Working data
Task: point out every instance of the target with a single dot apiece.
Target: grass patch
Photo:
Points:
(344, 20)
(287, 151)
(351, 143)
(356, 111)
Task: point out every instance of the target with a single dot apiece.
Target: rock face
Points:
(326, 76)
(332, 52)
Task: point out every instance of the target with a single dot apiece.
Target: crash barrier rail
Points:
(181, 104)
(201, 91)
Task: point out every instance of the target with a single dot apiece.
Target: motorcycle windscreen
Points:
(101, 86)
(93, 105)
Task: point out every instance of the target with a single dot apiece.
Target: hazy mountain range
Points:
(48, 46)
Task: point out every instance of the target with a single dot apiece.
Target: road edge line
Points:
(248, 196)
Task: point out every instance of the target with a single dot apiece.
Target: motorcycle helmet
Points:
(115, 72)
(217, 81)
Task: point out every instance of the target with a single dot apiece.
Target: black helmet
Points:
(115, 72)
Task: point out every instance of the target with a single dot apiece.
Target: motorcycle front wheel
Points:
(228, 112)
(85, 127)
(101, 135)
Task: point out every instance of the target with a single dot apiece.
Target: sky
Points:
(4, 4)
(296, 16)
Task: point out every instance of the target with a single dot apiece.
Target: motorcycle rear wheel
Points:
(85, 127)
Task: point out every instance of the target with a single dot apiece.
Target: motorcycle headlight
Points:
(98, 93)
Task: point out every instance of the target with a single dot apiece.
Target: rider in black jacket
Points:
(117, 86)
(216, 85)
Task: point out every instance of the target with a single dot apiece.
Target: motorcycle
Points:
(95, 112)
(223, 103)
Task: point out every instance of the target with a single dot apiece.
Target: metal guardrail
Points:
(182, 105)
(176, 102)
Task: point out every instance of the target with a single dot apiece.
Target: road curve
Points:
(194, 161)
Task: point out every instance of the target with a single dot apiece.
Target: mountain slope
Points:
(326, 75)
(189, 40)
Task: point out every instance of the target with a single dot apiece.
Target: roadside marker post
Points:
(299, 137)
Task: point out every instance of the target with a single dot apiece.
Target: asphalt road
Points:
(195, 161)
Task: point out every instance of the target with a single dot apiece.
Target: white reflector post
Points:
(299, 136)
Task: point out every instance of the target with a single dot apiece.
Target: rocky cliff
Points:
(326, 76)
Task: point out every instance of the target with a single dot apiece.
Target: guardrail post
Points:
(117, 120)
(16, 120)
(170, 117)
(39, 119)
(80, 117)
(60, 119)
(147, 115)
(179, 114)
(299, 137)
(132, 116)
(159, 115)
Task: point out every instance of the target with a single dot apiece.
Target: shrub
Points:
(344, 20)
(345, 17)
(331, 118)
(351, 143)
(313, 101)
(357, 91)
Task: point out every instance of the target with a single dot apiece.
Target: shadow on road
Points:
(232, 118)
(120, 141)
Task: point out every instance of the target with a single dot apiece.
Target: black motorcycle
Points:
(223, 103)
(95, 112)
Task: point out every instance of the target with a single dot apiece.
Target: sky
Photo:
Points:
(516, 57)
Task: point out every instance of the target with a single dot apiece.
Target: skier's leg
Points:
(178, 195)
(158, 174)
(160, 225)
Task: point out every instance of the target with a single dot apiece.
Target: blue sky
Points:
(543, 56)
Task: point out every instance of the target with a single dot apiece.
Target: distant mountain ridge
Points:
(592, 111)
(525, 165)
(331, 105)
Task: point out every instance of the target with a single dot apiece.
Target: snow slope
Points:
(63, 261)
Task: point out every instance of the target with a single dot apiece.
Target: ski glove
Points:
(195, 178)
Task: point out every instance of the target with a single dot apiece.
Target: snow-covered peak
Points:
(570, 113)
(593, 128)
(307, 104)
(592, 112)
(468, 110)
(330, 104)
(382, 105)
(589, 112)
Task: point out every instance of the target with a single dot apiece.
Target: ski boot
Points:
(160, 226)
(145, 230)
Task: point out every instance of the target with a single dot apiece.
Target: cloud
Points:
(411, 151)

What to work on
Look through the entries above; copy every line holding the string "helmet".

Completed exercise
Target: motorcycle helmet
Target: black helmet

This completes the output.